**TASK REQUIREMENTS:**
Locate each line in the listing below that contains the string "bunk" and copy those lines in full, treating uppercase and lowercase letters as distinct.

— begin MATERIALS PROVIDED —

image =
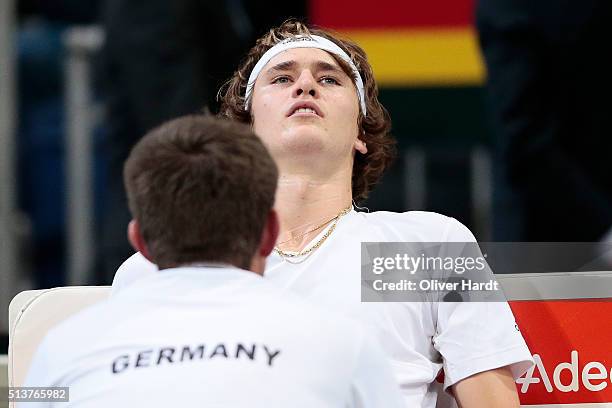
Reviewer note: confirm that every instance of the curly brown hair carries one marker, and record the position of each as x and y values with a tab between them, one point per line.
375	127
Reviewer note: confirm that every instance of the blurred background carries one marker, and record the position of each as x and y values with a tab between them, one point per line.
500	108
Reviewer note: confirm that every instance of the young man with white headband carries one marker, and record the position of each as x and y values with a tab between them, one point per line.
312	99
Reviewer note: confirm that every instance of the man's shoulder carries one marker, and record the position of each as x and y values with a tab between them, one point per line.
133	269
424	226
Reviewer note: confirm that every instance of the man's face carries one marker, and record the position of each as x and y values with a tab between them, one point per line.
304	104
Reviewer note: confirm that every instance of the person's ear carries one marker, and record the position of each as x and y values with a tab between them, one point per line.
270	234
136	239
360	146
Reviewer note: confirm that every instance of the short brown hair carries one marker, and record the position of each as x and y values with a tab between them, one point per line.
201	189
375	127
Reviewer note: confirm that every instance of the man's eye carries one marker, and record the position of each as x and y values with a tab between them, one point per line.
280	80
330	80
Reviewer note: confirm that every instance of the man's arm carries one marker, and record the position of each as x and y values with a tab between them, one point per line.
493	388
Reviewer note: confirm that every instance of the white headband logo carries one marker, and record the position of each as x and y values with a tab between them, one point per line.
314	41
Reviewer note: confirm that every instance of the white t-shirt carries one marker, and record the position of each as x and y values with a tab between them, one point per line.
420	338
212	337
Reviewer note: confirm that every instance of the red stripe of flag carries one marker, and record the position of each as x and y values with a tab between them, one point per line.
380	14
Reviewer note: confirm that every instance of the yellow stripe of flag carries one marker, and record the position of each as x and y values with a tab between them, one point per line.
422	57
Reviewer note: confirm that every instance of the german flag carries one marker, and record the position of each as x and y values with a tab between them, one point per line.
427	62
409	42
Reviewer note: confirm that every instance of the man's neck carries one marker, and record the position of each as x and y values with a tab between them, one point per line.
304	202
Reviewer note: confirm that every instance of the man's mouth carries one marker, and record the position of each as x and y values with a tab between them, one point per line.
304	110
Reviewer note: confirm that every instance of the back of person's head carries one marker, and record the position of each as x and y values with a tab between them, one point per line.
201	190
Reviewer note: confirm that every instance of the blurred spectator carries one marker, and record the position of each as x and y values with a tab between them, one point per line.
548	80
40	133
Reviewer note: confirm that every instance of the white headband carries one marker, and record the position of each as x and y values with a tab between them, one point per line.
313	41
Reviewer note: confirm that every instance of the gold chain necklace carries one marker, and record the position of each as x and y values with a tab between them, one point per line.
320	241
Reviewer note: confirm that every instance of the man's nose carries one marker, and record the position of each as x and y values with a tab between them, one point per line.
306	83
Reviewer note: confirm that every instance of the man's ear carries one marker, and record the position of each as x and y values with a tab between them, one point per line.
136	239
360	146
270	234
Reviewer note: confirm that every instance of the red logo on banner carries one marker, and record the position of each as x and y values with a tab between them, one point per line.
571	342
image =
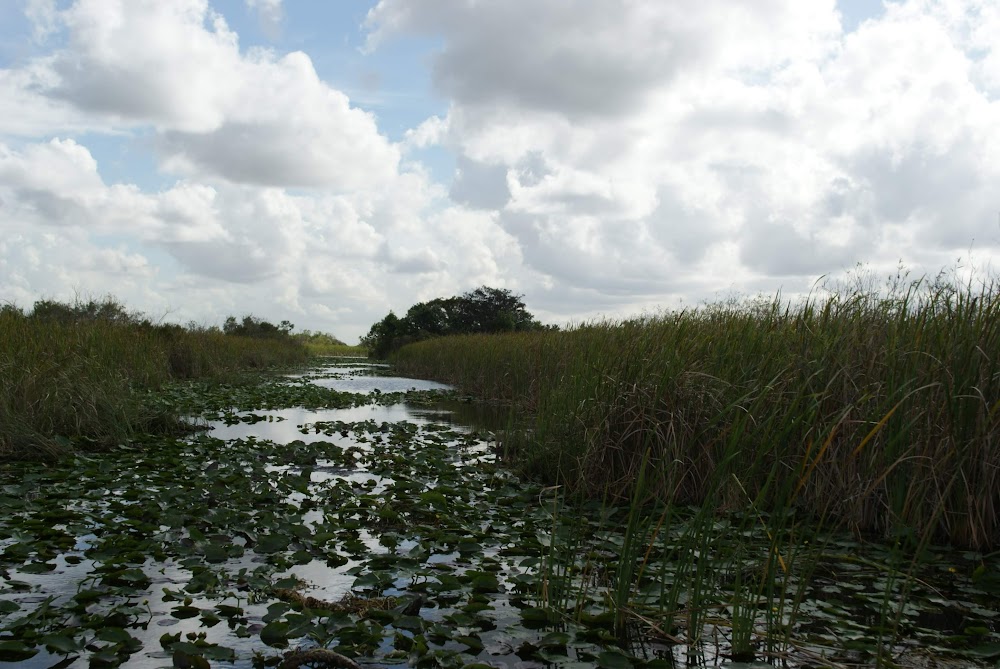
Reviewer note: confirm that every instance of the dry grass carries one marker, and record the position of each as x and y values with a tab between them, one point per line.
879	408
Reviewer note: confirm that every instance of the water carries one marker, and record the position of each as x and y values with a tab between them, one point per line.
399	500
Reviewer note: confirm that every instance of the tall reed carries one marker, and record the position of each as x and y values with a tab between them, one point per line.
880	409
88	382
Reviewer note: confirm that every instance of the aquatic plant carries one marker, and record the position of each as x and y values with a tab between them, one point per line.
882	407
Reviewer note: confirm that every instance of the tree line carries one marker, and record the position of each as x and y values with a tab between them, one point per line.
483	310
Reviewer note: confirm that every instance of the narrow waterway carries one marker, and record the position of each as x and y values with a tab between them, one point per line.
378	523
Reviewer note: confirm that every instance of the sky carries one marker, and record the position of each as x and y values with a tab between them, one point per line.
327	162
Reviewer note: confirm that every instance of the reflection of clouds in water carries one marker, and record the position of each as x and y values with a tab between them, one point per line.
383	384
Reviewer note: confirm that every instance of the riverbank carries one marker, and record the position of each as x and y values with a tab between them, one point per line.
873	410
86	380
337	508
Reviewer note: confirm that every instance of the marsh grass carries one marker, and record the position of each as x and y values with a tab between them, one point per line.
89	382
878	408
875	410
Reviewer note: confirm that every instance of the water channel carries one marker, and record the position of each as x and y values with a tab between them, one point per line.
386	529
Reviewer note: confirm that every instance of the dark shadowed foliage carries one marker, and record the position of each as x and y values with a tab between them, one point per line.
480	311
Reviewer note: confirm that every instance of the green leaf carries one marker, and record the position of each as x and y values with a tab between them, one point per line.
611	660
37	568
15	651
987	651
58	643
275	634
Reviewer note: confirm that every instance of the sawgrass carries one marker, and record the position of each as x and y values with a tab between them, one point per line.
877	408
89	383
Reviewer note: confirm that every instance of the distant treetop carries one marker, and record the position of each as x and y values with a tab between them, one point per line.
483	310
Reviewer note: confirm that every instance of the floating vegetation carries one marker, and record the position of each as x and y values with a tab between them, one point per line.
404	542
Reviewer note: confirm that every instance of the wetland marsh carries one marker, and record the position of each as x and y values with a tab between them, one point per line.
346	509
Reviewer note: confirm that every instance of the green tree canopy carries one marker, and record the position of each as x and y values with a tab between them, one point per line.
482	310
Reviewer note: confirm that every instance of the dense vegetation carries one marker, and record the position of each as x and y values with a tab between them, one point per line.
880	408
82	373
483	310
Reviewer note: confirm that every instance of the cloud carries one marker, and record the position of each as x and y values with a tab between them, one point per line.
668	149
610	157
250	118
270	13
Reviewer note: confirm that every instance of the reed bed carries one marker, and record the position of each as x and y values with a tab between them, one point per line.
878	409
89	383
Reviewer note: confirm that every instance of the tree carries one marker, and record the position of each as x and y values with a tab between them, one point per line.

— end MATERIALS PROVIDED —
— begin MATERIALS PROVIDED —

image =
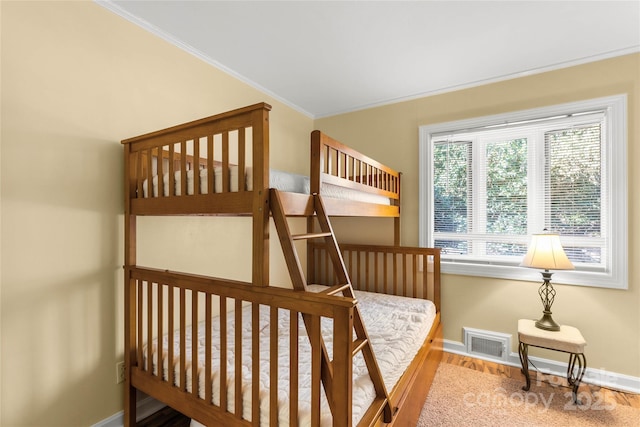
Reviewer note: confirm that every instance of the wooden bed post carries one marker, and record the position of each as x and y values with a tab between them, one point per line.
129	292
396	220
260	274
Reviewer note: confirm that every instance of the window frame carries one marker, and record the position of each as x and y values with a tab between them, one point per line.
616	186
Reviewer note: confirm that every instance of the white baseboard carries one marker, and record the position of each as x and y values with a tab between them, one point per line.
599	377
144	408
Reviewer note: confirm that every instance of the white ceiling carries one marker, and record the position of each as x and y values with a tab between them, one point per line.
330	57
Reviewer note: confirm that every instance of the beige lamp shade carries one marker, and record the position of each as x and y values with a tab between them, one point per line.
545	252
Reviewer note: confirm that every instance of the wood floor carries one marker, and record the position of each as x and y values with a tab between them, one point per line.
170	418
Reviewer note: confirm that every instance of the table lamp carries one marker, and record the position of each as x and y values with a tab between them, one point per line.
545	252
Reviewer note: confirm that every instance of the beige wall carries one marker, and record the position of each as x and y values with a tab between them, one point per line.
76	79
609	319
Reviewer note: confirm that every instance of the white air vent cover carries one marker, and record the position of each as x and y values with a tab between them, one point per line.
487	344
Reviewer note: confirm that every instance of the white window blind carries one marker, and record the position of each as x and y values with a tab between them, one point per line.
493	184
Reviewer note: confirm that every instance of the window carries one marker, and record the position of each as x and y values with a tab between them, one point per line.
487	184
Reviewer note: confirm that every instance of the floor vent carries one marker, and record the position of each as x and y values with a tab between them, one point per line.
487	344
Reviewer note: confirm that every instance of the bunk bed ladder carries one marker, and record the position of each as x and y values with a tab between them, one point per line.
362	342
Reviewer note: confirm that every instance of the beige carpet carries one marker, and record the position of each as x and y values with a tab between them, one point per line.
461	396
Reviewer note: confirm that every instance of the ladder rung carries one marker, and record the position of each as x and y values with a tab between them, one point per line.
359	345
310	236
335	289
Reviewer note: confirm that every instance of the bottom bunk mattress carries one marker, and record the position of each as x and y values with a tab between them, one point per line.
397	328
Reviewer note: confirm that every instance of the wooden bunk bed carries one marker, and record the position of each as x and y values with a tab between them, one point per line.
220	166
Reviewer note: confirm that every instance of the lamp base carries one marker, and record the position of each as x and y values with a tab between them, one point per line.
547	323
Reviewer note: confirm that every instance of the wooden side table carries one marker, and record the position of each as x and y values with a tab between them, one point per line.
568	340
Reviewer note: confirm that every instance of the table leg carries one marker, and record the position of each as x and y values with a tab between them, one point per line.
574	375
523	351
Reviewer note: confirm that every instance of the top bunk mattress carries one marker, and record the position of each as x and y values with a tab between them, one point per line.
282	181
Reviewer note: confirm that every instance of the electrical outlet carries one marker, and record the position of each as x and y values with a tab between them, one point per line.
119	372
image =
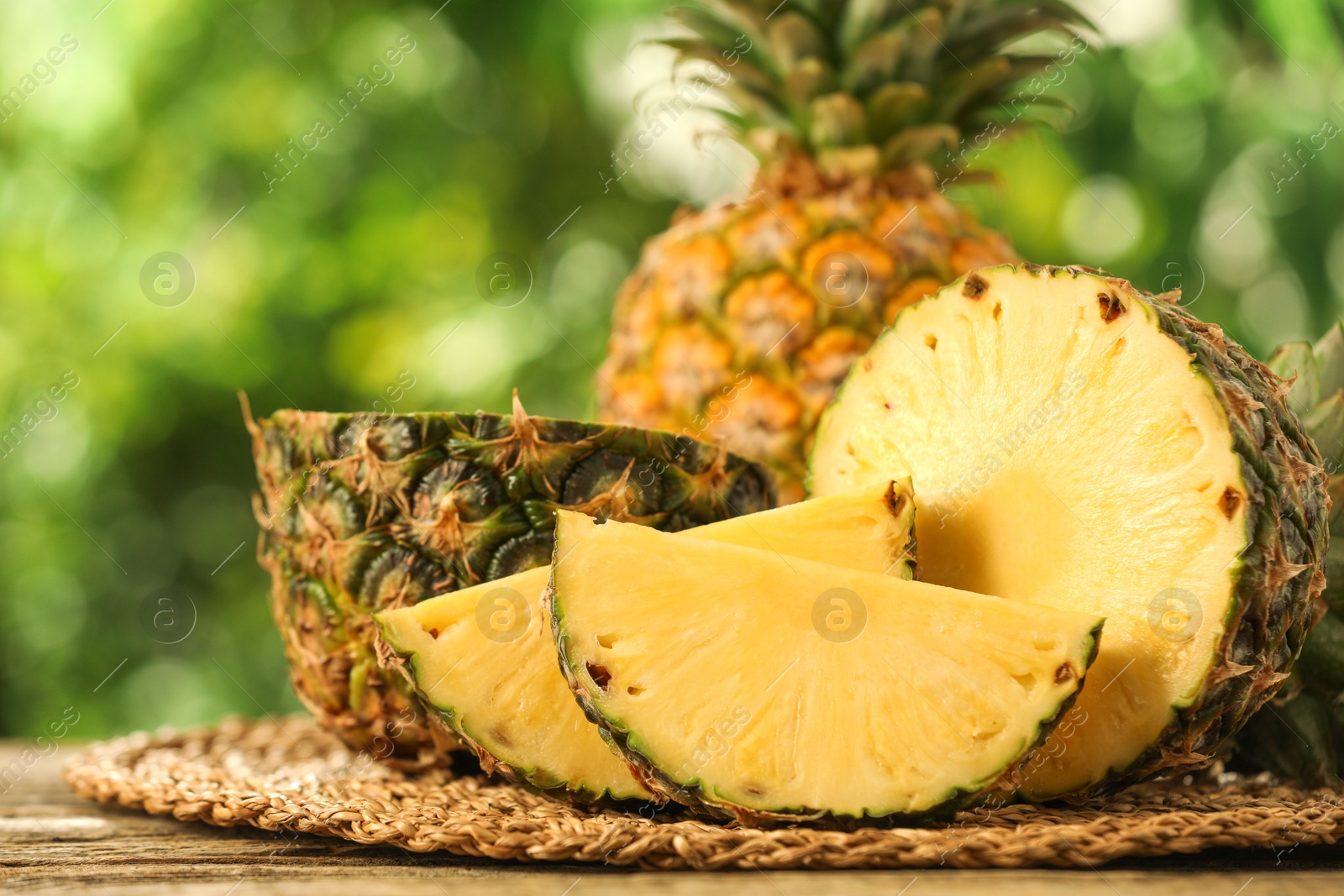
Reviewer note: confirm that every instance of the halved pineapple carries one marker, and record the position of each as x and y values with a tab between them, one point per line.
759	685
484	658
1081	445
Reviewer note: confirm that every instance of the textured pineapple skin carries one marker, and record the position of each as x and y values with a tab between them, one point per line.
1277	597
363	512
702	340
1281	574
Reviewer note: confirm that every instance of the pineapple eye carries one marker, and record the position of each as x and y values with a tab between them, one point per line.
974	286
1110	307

— end MATERIALS PROVIDED —

**TASK OUTPUT:**
Reviewer note: confirm that every instance of the bunk bed ladder carries one marker, and record the position of each as x and y values with a tab between them, one point per line.
Reviewer note: confirm that every instance of the bottom bunk mattress carries one marker, and record the position of each as x and y values with a tab between them, one point per line.
Reviewer note: confirm that every instance of the wooden bunk bed carries one marker, and record the position of each as x and y values with a tab between them, one point per line.
Reviewer note: confirm that every instance of the top bunk mattress carries one marker, and record the position of each as x and y values with a tab between them, one point per line.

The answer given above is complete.